*Ringkasan Tugas*.
Tolong salin ulang bagian berita kasus impor gula dari "Peristiwa Sudah Lama, Ahli" sampai "terjadi bias keadilan.", lalu ganti "peristiwa tindak pidana" dengan "perkara pidana".

──────── Halaman

Selasa, 30 September 2025

Kasus Impor Gula

Peristiwa Sudah Lama, Ahli Pidana Sebut Ada Kemungkinan Bias Keadilan dalam Kasus Tom Lembong

Gandjar Laksmana Bonaprapta mengatakan peristiwa tindak pidana yang sudah lama terjadi, maka besar kemungkinan akan terjadi bias keadilan.

Tribunnews/Rahmat W. Nugraha
SIDANG TOM LEMBONG - Pakar Hukum Pidana Universitas Indonesia, Gandjar Laksmana Bonaprapta menjadi saksi dalam sidang kasus dugaan korupsi importasi gula di Kementerian Perdagangan (Kemendag) pada tahun 2015–2016, dengan terdakwa mantan Menteri Perdagangan, Thomas Trikasih Lembong alias Tom Lembong, di Pengadilan Tipikor Jakarta Pusat, Kamis (26/6/2025). Gandjar mengatakan peristiwa tindak pidana yang sudah lama terjadi, besar kemungkinan bias keadilan.

────────────────
──────── Baris Data

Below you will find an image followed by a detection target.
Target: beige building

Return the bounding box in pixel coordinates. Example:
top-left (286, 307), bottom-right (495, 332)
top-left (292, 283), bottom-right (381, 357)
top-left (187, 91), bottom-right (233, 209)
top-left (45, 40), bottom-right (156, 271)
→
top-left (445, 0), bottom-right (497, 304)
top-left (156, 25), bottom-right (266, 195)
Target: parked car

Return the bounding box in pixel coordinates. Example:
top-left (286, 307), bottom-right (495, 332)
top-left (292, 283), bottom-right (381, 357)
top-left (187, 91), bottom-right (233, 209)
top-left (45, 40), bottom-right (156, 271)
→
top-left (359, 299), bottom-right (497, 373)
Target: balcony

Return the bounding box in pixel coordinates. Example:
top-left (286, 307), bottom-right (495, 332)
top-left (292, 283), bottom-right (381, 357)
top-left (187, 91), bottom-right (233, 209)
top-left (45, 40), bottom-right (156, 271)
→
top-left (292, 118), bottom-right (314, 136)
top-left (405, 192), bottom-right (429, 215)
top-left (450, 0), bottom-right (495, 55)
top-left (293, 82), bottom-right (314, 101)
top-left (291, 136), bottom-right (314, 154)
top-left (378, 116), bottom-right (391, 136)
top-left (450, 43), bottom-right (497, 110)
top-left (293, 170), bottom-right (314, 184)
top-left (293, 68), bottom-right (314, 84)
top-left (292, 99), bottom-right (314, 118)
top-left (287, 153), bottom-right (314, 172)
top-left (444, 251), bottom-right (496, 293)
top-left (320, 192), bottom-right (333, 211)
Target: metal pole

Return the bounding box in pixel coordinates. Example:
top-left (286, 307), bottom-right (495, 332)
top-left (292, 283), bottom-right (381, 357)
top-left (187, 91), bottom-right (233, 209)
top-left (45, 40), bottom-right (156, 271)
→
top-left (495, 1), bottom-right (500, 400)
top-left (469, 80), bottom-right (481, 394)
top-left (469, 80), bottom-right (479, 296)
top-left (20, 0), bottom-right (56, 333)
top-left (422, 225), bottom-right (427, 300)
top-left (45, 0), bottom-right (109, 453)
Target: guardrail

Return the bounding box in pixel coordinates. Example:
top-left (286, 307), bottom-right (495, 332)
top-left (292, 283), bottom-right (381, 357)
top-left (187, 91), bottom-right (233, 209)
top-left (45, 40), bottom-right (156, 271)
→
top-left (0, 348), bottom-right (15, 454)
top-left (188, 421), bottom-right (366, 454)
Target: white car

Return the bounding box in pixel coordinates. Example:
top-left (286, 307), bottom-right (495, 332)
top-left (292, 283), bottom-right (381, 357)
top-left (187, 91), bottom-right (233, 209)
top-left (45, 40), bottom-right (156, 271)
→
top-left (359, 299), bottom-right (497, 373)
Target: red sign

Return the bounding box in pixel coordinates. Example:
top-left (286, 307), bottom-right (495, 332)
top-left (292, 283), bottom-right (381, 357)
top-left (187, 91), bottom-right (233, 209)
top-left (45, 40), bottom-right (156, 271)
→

────────────────

*Penyelesaian Masalah*.
Peristiwa Sudah Lama, Ahli Pidana Sebut Ada Kemungkinan Bias Keadilan dalam Kasus Tom Lembong

Gandjar Laksmana Bonaprapta mengatakan perkara pidana yang sudah lama terjadi, maka besar kemungkinan akan terjadi bias keadilan.